■ What this task involves
Return, without alteration, everything in the obituary of Army Capt. Kafele H. Sims from "Sims was on" down to "remains under investigation.".

Army Capt. Kafele H. Sims, 32, Los Angeles; dies of unknown cause in Iraq
When Kafele H. Sims joined the Army a decade ago, he trained to become an Airborne Ranger, specializing in firing mortars designed to blow up enemy soldiers and equipment.
“He was all beers and bullets,” recalled his wife, Masako.
But a foot injury suffered during a paratrooper training jump in 2001 compelled Sims to take a different path in the Army from the one he had planned. Instead, he studied to become a respiratory therapist, and from there became a physician’s assistant.
“From the line, for the line,” he was fond of saying about his transition from fighting man to a doctor’s aide.
Sims was on his second tour of duty in Iraq in that capacity when he died June 16 in Mosul, north of Baghdad. Army officials said his death did not occur during combat and that the cause remains under investigation.

■ Supplied data
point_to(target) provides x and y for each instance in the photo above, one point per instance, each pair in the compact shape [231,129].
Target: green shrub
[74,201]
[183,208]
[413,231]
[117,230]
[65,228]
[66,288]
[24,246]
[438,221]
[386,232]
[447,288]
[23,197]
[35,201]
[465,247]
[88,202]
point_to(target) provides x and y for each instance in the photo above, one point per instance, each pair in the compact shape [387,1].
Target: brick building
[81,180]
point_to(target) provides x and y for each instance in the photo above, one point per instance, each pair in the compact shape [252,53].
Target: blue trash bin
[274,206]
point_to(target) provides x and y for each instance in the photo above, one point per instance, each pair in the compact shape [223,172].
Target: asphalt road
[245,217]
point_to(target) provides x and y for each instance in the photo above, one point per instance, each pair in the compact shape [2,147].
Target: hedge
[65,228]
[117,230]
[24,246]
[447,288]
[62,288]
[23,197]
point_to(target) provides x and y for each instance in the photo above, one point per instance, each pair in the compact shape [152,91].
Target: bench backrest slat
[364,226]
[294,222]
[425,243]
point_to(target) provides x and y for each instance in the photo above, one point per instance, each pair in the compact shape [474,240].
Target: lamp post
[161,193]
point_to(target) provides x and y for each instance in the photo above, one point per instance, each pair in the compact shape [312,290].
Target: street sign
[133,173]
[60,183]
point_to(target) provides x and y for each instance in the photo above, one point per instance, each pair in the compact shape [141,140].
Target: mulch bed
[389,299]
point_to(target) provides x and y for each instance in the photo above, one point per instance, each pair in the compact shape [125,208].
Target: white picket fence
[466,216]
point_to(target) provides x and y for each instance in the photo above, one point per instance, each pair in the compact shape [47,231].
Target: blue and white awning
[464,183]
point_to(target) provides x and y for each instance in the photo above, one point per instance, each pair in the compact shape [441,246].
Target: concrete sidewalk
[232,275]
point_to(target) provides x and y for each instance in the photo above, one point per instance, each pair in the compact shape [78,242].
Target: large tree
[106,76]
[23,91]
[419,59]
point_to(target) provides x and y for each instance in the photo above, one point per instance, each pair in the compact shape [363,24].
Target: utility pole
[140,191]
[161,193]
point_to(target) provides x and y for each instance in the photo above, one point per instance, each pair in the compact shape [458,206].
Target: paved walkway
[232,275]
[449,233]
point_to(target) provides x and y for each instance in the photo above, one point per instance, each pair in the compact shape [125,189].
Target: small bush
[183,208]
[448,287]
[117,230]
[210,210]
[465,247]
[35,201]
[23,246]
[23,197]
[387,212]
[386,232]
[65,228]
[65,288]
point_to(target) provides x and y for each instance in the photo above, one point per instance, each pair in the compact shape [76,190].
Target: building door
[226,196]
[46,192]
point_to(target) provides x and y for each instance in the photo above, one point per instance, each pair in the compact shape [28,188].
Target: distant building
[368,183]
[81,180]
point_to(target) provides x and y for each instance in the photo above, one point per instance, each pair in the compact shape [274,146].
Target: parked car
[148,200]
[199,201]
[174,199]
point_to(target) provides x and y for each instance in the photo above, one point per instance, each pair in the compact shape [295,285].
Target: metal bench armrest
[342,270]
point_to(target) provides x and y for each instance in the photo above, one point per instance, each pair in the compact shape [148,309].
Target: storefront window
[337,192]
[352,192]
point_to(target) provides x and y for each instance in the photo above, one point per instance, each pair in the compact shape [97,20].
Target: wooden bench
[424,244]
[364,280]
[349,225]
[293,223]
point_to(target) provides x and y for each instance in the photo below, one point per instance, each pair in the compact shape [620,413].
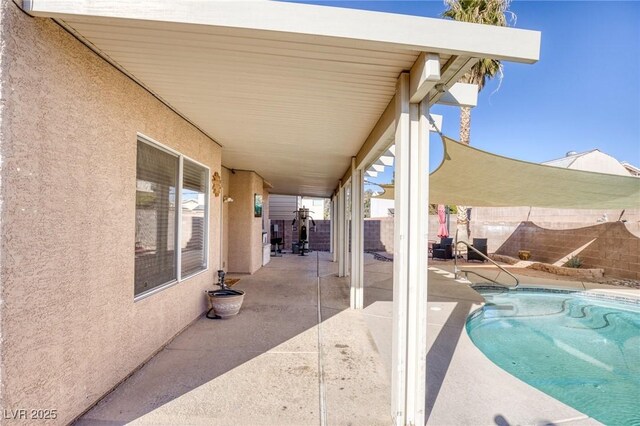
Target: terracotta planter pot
[226,303]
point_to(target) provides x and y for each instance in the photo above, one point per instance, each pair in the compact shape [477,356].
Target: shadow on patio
[261,367]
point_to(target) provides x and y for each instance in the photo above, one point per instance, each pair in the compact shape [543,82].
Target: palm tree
[490,12]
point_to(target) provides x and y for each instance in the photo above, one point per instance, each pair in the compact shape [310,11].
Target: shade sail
[469,176]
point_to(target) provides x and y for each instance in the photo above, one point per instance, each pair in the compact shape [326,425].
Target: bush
[573,262]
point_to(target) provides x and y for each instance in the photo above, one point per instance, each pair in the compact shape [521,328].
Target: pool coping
[632,299]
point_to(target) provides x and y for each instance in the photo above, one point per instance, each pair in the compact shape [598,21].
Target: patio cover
[469,176]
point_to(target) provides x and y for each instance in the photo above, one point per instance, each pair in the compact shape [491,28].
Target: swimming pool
[580,349]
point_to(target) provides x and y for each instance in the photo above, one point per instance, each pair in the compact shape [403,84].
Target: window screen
[156,183]
[194,190]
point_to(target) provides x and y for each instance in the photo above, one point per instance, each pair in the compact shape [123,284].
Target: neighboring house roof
[633,170]
[591,161]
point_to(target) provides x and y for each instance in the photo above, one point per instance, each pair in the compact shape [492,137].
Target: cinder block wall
[615,249]
[70,328]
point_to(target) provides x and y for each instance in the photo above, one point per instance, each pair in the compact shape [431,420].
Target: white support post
[333,228]
[357,237]
[410,256]
[340,234]
[348,202]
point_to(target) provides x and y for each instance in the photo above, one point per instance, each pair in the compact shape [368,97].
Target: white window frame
[178,221]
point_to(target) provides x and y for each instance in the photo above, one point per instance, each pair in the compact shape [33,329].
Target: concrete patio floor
[276,364]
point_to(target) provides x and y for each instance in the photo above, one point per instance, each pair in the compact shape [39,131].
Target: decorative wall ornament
[216,184]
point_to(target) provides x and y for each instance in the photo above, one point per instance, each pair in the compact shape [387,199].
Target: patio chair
[444,249]
[479,244]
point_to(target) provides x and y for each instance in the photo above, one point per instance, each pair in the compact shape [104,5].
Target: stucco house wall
[224,263]
[245,230]
[70,327]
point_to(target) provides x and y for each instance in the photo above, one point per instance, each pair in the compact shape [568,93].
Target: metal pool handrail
[484,256]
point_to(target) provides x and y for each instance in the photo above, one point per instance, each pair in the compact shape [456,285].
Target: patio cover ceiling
[469,176]
[290,91]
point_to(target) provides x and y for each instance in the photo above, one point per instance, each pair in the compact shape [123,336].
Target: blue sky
[584,92]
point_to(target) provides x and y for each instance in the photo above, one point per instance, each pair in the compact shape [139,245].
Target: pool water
[582,351]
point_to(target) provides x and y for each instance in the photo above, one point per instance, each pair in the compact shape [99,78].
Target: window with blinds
[194,192]
[159,224]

■ Solved exercise
Sims was on his second tour of duty in Iraq in that capacity when he died June 16 in Mosul, north of Baghdad. Army officials said his death did not occur during combat and that the cause remains under investigation.